■ Short exercise ■
Collect every line of the entries below that contains the string "stripe", matching case exactly.

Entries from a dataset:
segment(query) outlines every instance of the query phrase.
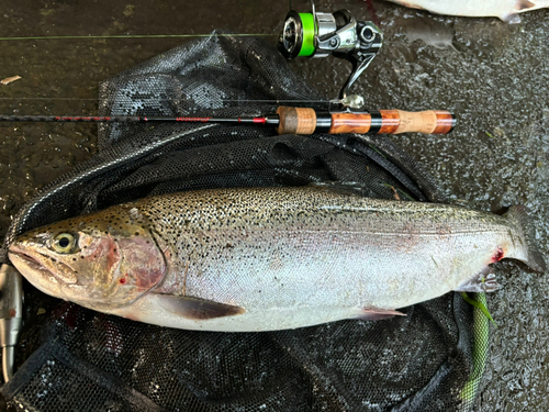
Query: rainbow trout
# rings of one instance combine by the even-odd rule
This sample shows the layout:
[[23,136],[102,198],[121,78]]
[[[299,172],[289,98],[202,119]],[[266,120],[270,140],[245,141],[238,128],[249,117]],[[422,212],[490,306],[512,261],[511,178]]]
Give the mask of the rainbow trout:
[[518,13],[549,8],[549,0],[389,0],[412,9],[432,13],[464,15],[469,18],[500,18],[512,23],[520,22]]
[[545,270],[525,209],[504,216],[318,187],[214,189],[115,205],[21,235],[45,293],[163,326],[272,331],[383,319],[497,288],[504,257]]

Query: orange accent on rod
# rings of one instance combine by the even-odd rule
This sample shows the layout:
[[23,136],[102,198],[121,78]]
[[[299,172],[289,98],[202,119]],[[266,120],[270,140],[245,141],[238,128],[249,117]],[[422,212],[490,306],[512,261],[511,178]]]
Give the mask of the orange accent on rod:
[[332,126],[328,133],[368,133],[372,124],[370,113],[334,113],[332,114]]

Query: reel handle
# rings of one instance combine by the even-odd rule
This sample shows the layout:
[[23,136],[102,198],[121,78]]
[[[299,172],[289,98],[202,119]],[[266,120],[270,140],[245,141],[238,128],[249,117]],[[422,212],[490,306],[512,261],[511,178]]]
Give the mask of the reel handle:
[[278,134],[313,134],[314,132],[446,134],[456,125],[456,118],[446,110],[316,113],[314,109],[280,107],[277,114],[279,115]]

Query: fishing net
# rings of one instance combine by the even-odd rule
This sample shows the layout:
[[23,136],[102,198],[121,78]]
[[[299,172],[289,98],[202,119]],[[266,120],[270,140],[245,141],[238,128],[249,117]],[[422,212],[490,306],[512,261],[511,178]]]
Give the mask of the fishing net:
[[[323,98],[271,47],[231,35],[164,53],[103,82],[100,93],[101,115],[259,115],[276,111],[272,100],[311,107],[303,101]],[[19,233],[146,196],[312,181],[445,201],[384,136],[104,124],[98,153],[15,216],[0,257],[7,261]],[[270,333],[172,330],[60,302],[29,285],[25,293],[19,370],[2,389],[25,411],[466,411],[488,347],[485,321],[457,293],[392,320]]]

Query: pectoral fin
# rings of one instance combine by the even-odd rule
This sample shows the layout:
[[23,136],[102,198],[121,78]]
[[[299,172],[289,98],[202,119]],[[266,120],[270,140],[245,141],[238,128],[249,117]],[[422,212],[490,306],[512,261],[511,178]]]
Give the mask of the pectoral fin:
[[234,316],[246,312],[244,308],[231,304],[219,303],[211,300],[178,297],[171,294],[161,294],[159,297],[160,305],[167,311],[182,318],[195,321],[208,319]]
[[382,319],[389,319],[395,315],[405,316],[406,314],[391,309],[365,308],[357,318],[363,321],[380,321]]

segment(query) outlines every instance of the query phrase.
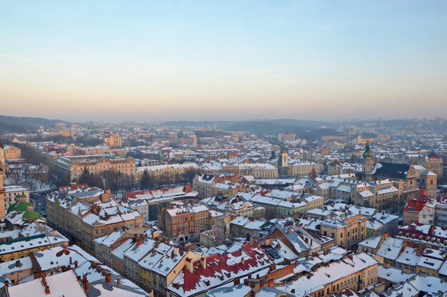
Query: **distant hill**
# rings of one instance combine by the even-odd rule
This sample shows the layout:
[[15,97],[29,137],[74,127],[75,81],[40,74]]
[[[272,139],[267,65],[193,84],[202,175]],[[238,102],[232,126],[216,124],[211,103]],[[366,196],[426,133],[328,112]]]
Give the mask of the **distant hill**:
[[0,115],[0,133],[34,132],[40,126],[54,127],[56,123],[68,122],[42,118]]
[[[296,125],[288,125],[274,123],[276,120],[254,120],[249,122],[237,123],[224,127],[226,131],[248,131],[254,134],[266,133],[295,133],[298,137],[308,140],[316,140],[326,135],[339,135],[340,133],[333,129],[319,128],[315,126],[298,126]],[[298,122],[284,121],[297,124]],[[319,127],[320,125],[318,125]]]
[[235,121],[229,120],[202,120],[202,121],[194,121],[194,120],[171,120],[168,122],[162,123],[163,125],[166,126],[177,126],[177,127],[223,127],[231,125]]
[[275,124],[296,127],[320,127],[321,126],[331,126],[332,125],[333,125],[333,123],[323,122],[321,120],[306,120],[296,119],[270,120],[269,122],[274,123]]

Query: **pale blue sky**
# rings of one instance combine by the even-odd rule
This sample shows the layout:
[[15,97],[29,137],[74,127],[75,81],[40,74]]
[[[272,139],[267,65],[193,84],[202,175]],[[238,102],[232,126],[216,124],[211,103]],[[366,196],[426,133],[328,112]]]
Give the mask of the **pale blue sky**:
[[446,118],[446,1],[0,1],[4,115]]

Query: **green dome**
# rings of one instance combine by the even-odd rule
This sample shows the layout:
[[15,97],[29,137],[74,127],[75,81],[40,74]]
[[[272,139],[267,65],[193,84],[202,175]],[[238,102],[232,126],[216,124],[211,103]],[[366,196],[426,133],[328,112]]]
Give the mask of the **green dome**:
[[21,217],[21,219],[25,221],[36,221],[39,218],[40,218],[40,216],[35,210],[25,212]]
[[13,203],[8,207],[8,213],[11,212],[26,212],[28,210],[28,206],[33,205],[32,203],[27,202],[21,202],[21,203]]

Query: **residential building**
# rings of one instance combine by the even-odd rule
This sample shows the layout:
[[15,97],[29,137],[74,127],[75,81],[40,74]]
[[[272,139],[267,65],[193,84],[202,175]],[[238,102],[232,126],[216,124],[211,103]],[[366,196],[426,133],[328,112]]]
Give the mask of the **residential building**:
[[133,157],[117,157],[113,155],[61,156],[54,162],[56,172],[60,177],[77,180],[85,169],[90,173],[117,171],[125,175],[135,175]]

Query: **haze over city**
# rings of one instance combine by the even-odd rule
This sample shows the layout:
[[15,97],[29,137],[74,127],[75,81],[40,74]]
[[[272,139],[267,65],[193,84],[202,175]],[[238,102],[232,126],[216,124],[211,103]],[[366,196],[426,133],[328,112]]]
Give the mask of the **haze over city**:
[[99,122],[446,115],[443,1],[1,6],[4,115]]

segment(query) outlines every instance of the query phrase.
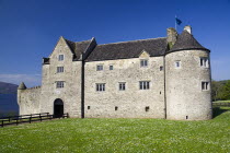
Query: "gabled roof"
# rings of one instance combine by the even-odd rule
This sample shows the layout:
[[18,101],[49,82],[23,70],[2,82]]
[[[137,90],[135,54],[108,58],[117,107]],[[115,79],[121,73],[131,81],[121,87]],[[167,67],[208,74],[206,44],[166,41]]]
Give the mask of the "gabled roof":
[[208,50],[207,48],[203,47],[194,37],[192,34],[189,34],[186,30],[182,32],[181,35],[179,35],[175,45],[172,47],[171,50],[168,52],[173,52],[177,50],[191,50],[191,49],[202,49],[202,50]]
[[97,45],[87,61],[138,58],[143,49],[150,57],[163,56],[166,46],[165,37]]
[[83,42],[71,42],[66,39],[67,45],[69,46],[69,48],[71,49],[72,54],[74,54],[74,59],[79,59],[81,57],[81,55],[87,50],[88,46],[91,43],[90,40],[83,40]]

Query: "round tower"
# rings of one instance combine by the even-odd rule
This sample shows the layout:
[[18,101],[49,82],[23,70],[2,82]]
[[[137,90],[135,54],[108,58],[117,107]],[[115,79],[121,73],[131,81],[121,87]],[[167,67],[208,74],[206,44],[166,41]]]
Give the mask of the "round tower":
[[20,105],[21,103],[21,93],[23,90],[26,90],[27,87],[25,86],[24,82],[22,82],[19,87],[18,87],[18,104]]
[[185,26],[165,55],[166,118],[211,119],[209,50]]

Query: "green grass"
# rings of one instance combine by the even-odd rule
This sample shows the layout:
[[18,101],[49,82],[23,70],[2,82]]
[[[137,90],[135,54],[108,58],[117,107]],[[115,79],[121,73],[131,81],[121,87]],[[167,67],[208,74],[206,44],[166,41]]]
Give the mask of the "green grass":
[[[207,121],[60,119],[0,128],[0,152],[230,152],[230,110]],[[218,116],[217,116],[218,115]]]

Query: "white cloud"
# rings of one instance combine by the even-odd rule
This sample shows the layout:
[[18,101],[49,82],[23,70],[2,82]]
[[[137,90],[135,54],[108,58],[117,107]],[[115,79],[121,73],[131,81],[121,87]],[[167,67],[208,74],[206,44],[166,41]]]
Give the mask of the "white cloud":
[[24,82],[27,87],[41,85],[41,74],[0,74],[1,82],[20,84]]

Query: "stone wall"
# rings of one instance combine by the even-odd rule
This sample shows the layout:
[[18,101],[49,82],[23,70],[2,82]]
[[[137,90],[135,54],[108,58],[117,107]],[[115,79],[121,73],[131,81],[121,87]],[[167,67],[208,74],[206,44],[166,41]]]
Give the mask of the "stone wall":
[[[148,59],[147,68],[140,68],[140,59]],[[103,71],[96,71],[97,64],[103,64]],[[110,70],[110,66],[114,69]],[[145,51],[140,58],[87,62],[85,117],[164,118],[162,66],[163,57],[149,57]],[[139,90],[139,81],[150,81],[150,90]],[[126,83],[125,91],[118,90],[119,82]],[[105,83],[105,91],[96,92],[96,83]]]
[[[59,61],[58,56],[64,55]],[[41,111],[54,114],[54,102],[64,102],[64,113],[70,117],[81,117],[81,68],[82,61],[72,61],[73,54],[61,37],[49,56],[49,64],[43,66]],[[57,73],[57,67],[64,67]],[[56,82],[65,81],[65,87],[57,89]]]
[[[200,67],[200,57],[209,59],[209,52],[182,50],[165,56],[168,119],[211,119],[210,67]],[[203,81],[209,82],[209,90],[202,90]]]
[[41,113],[39,110],[41,86],[18,90],[18,103],[20,115]]

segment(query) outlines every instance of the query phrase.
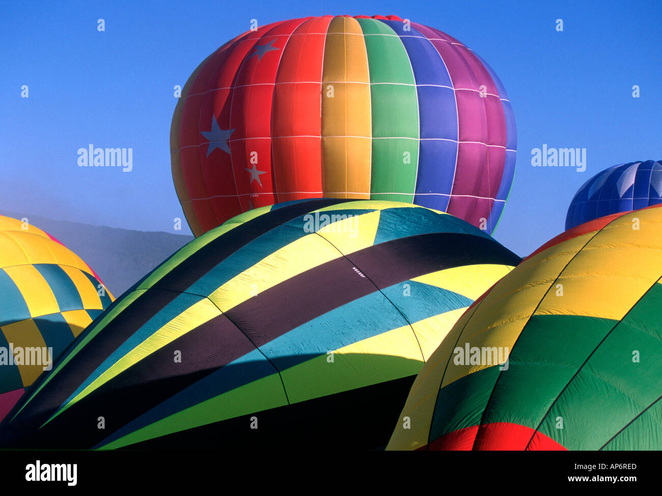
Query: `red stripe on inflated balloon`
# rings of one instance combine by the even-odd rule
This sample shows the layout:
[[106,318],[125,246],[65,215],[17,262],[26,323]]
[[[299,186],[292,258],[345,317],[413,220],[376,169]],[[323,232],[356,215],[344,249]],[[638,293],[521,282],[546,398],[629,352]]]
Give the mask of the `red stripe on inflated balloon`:
[[[497,422],[472,426],[449,432],[426,447],[443,451],[563,451],[566,448],[551,438],[526,426]],[[533,439],[532,440],[532,437]],[[420,448],[426,449],[426,447]]]
[[332,19],[299,26],[281,58],[271,120],[276,202],[322,196],[322,170],[313,164],[322,162],[322,68]]

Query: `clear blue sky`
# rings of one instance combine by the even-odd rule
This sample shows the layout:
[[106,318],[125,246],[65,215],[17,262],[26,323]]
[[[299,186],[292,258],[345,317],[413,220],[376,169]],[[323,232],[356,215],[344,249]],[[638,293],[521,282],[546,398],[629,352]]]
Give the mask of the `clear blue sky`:
[[[395,14],[480,54],[517,122],[517,168],[495,236],[520,255],[563,231],[570,200],[593,174],[662,158],[658,0],[3,1],[0,9],[0,210],[173,232],[173,219],[183,216],[170,173],[173,87],[252,18]],[[77,151],[89,143],[132,148],[133,170],[78,167]],[[544,143],[585,148],[586,172],[532,166],[532,149]]]

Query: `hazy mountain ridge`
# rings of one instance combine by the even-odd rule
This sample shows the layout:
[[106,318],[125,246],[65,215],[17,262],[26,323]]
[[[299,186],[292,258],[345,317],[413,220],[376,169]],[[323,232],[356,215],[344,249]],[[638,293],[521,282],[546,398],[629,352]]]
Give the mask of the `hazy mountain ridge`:
[[162,231],[136,231],[55,220],[0,210],[57,238],[91,267],[117,298],[150,271],[193,239]]

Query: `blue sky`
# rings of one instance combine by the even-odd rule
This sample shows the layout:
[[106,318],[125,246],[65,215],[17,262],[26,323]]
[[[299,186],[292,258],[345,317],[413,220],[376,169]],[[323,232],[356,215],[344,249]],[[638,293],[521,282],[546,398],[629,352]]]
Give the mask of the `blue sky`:
[[[173,87],[251,19],[324,14],[395,14],[438,28],[498,74],[518,153],[495,237],[520,255],[563,230],[570,200],[591,176],[662,158],[657,0],[28,1],[5,3],[0,16],[0,210],[174,232],[173,219],[183,216],[170,172]],[[89,143],[132,148],[133,170],[78,167],[77,151]],[[544,144],[586,149],[586,171],[533,167],[532,150]],[[181,232],[189,233],[185,221]]]

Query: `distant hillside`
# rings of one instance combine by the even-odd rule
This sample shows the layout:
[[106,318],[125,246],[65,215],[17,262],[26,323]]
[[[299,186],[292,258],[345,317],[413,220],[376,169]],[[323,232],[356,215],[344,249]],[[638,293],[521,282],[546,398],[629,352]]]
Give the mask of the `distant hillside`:
[[133,231],[54,220],[4,212],[15,219],[27,217],[83,259],[116,298],[187,243],[192,236],[158,231]]

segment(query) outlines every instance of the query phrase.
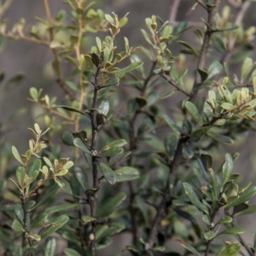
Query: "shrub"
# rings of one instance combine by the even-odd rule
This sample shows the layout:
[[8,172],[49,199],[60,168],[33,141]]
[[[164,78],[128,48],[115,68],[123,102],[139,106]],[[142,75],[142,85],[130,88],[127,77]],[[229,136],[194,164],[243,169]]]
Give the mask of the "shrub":
[[[208,15],[193,28],[195,45],[182,40],[189,23],[174,22],[179,1],[170,22],[146,19],[140,47],[126,37],[124,46],[116,42],[132,13],[104,14],[84,0],[65,1],[69,13],[55,17],[44,0],[47,19],[36,18],[30,31],[24,19],[11,31],[1,22],[2,40],[52,51],[65,93],[30,88],[44,123],[29,128],[26,152],[18,152],[19,141],[12,147],[16,163],[1,139],[1,255],[51,256],[58,249],[117,256],[122,252],[106,248],[122,233],[131,237],[124,251],[134,255],[255,254],[236,218],[256,211],[248,204],[256,187],[241,182],[234,172],[239,153],[223,145],[253,129],[255,28],[241,24],[251,2],[228,2],[193,6]],[[234,63],[238,75],[229,70]],[[15,75],[3,92],[22,77]]]

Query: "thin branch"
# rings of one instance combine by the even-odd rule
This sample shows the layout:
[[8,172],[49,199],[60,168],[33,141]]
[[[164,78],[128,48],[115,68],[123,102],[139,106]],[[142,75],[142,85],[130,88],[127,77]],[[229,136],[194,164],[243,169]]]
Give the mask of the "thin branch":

■ Written solution ■
Query: `red stripe on inflated balloon`
Give the mask of the `red stripe on inflated balloon`:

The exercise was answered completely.